PASSAGE:
☆ ☆ ☆ ☆
2019 BP Calendar "Minnesota Heroes" (Robert Bly)
Robert Bly (born in Madison, Minnesota) was one of the greatest poets of the Minnesota countryside. He won the National Book Award for Poetry, which is our nation’s highest award. He has done a lot to influence American poetry for several reasons, one being he translated many poetry greats like Neruda, Lorca and Vallejo, Rilke and Rumi. Bly brought the world into American writing at a time when it was very closed off, in the 50s, which also means he broadened the country’s politics. As Minnesota’s first Poet Laureate he pioneered a shift in how men’s roles could be seen, and challenged macho models. He has over 40 collections of poetry and amassed many awards in writing including the Robert Frost Medal, which was a lifetime achievement award from the Poetry Society of America.
A lovely way to summarize a great man’s legacy is from something that Marie How said to him about the famous conferences he held: “You brought men together and let them feel their feelings without holding a beer in their hands.”
☆ ☆ ☆ ☆
MATERIAL PROVIDED:
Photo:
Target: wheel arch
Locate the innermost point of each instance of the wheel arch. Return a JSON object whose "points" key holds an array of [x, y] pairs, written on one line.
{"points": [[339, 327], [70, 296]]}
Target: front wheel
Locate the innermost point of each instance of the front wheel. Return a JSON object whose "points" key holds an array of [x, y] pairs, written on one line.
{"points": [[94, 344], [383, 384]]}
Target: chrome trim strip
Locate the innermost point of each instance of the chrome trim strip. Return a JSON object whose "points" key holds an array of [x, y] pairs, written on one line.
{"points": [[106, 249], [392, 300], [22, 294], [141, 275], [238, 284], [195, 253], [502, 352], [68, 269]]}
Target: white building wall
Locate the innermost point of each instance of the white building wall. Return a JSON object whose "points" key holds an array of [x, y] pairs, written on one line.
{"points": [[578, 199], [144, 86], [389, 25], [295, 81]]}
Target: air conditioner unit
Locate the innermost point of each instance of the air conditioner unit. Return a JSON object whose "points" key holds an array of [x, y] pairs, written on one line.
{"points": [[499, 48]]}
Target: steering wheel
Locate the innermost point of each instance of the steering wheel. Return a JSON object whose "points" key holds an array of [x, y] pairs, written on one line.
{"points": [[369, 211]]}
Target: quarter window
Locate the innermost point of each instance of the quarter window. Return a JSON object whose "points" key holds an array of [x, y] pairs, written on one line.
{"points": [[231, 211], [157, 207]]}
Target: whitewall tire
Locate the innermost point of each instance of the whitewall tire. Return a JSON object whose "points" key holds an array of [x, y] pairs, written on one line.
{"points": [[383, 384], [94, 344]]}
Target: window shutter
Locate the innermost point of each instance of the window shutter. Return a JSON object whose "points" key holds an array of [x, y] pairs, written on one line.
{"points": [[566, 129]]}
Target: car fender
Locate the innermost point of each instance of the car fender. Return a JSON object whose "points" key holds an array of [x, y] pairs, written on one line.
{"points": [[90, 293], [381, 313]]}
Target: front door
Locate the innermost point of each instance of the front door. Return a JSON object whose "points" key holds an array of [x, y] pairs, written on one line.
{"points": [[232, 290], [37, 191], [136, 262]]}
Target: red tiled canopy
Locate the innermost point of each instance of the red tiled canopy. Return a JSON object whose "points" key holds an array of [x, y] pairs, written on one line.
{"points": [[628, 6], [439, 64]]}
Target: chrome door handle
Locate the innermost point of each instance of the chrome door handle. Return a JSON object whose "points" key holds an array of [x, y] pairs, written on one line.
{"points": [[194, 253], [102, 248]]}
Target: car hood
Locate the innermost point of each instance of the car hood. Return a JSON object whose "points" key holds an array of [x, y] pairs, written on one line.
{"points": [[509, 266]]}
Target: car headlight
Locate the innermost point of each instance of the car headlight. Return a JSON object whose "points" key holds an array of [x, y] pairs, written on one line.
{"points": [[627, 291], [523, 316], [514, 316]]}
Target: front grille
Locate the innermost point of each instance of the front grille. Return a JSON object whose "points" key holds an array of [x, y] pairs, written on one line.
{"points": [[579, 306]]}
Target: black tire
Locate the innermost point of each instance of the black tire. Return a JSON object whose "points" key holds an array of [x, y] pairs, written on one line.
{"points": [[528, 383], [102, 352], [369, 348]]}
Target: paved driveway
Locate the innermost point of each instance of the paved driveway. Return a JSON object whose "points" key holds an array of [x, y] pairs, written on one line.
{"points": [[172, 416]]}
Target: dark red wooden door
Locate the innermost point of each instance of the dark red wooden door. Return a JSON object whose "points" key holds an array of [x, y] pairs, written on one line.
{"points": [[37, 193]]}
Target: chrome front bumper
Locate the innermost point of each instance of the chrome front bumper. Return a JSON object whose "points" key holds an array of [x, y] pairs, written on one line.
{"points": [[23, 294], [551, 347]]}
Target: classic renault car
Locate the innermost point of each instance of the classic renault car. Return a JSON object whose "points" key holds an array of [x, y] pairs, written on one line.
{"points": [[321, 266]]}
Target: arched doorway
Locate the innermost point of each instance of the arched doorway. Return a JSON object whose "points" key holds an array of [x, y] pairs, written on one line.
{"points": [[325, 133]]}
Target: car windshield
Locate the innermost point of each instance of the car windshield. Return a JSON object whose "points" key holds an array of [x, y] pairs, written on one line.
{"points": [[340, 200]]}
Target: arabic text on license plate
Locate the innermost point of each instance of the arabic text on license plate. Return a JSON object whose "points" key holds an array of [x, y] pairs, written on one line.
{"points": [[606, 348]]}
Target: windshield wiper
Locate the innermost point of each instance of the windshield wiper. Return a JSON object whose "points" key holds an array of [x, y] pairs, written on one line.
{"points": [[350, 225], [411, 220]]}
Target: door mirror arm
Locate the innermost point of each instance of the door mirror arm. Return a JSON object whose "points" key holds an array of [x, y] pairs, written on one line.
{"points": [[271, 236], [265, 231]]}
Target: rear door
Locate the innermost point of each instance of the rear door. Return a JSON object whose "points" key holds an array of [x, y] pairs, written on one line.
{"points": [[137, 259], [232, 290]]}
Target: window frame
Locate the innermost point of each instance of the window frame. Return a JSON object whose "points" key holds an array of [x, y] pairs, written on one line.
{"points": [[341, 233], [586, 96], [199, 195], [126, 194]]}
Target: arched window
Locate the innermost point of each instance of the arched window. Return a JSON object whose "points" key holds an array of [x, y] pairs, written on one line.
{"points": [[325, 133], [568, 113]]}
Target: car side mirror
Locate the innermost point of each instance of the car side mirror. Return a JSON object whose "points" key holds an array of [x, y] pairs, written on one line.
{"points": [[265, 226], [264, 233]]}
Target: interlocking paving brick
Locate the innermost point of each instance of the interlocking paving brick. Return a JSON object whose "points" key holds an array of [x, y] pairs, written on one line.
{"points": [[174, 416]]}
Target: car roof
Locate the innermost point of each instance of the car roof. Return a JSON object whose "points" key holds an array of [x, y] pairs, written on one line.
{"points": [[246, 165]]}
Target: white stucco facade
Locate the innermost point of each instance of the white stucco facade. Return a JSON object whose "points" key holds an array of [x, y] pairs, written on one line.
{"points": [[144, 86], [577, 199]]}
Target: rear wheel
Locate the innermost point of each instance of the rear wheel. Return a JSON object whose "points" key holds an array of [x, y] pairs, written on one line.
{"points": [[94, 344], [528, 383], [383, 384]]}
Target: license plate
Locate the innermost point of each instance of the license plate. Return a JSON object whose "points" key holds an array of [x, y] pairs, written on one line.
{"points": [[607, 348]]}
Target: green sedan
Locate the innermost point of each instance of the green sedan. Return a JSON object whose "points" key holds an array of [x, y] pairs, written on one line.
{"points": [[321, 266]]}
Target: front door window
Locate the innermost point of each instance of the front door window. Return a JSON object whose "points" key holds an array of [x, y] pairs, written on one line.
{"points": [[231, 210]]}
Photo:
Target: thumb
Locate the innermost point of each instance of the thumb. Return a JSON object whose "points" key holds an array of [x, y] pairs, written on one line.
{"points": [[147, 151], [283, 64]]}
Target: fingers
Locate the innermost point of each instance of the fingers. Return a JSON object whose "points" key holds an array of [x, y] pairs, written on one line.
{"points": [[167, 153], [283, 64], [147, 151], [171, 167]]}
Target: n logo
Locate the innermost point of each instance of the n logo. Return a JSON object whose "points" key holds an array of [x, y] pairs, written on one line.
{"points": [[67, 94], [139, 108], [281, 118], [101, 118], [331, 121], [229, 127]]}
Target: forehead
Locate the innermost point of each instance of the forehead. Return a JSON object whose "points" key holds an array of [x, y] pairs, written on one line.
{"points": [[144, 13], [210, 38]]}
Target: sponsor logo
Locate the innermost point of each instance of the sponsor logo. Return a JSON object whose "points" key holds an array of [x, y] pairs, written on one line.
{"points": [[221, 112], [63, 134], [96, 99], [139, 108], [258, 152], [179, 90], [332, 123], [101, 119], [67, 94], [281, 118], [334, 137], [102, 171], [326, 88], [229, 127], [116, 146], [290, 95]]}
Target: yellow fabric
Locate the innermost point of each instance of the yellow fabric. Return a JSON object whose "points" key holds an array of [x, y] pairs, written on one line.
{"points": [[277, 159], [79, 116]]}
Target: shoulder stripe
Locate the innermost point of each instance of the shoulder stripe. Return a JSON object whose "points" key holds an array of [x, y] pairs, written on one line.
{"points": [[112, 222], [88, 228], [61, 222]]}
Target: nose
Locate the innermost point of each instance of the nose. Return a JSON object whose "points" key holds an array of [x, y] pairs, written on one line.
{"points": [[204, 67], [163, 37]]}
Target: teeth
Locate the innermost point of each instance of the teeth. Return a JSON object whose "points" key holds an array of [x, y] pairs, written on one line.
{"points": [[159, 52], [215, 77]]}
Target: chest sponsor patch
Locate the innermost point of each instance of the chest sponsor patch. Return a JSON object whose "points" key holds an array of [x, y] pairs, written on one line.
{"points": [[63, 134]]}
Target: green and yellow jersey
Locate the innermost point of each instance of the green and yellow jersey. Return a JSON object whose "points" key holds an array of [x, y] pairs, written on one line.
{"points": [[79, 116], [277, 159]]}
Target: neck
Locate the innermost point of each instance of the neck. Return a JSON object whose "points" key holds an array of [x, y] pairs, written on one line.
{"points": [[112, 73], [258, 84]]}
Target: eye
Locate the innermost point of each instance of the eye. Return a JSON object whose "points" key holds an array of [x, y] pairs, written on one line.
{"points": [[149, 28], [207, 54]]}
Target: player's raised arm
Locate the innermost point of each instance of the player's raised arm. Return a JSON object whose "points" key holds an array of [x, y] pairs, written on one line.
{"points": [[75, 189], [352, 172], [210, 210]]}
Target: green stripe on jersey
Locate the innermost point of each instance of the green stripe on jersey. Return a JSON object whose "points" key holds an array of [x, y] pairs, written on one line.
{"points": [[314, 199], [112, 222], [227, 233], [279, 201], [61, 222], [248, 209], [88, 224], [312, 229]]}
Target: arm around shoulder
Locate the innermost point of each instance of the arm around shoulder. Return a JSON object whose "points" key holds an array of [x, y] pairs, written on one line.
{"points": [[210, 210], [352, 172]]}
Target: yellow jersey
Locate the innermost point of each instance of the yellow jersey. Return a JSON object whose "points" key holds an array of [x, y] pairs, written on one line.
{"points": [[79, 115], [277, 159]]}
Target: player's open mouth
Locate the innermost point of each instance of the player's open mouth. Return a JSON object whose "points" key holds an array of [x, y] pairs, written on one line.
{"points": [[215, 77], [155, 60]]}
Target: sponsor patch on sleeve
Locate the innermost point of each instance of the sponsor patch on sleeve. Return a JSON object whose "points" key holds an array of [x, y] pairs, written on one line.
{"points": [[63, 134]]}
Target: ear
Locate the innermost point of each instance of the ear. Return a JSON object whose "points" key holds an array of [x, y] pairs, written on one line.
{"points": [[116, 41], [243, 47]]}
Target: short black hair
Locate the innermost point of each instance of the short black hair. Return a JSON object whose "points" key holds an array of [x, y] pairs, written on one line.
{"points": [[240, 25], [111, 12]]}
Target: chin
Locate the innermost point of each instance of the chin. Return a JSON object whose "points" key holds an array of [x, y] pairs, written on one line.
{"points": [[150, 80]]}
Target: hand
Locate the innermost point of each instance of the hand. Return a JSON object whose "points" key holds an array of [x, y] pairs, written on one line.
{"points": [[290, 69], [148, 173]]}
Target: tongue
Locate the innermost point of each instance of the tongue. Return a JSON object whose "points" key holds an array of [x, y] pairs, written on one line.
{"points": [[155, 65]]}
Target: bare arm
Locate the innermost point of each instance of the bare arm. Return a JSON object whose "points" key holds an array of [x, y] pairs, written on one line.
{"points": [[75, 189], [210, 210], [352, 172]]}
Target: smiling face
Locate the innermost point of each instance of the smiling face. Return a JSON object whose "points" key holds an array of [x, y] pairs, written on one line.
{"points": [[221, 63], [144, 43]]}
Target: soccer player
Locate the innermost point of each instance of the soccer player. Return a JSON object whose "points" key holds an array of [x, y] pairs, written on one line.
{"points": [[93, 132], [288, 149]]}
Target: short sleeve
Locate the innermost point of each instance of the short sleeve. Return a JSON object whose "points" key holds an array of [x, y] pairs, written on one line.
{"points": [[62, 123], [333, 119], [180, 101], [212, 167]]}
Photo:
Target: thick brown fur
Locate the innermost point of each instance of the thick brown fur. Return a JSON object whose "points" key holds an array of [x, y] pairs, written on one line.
☆ ☆ ☆ ☆
QUESTIONS TO ANSWER:
- 1) Copy the part of the passage on Robert Bly starting at "2019 BP Calendar" and ending at "Society of America.".
- 2) Carry on writing the passage on Robert Bly, picking up after its last sentence.
The items above play no part in this exercise.

RESPONSES BY ITEM NUMBER:
- 1)
2019 BP Calendar "Minnesota Heroes" (Robert Bly)
Robert Bly (born in Madison, Minnesota) was one of the greatest poets of the Minnesota countryside. He won the National Book Award for Poetry, which is our nation’s highest award. He has done a lot to influence American poetry for several reasons, one being he translated many poetry greats like Neruda, Lorca and Vallejo, Rilke and Rumi. Bly brought the world into American writing at a time when it was very closed off, in the 50s, which also means he broadened the country’s politics. As Minnesota’s first Poet Laureate he pioneered a shift in how men’s roles could be seen, and challenged macho models. He has over 40 collections of poetry and amassed many awards in writing including the Robert Frost Medal, which was a lifetime achievement award from the Poetry Society of America.

- 2)
This is especially moving to me in a time in which it seems like men are not allowed to embrace emotions at all, and toxic masculinity is deafening. Thank you for your contributions to the world from one rural Minnesotan creative to another.
An excerpt from his daughter Mary’s favorite poem:
I am driving; it is dusk; Minnesota.
The stubble field catches the last growth of sun.
The soybeans are breathing on all sides.
Old men are sitting before their houses on car seats
In the small towns. I am happy,
The moon rising above the turkey sheds.
II
The small world of the car
Plunges through the deep fields of the night,
On the road from Willmar to Milan.
This solitude covered with iron
Moves through the fields of night
Penetrated by the noise of crickets.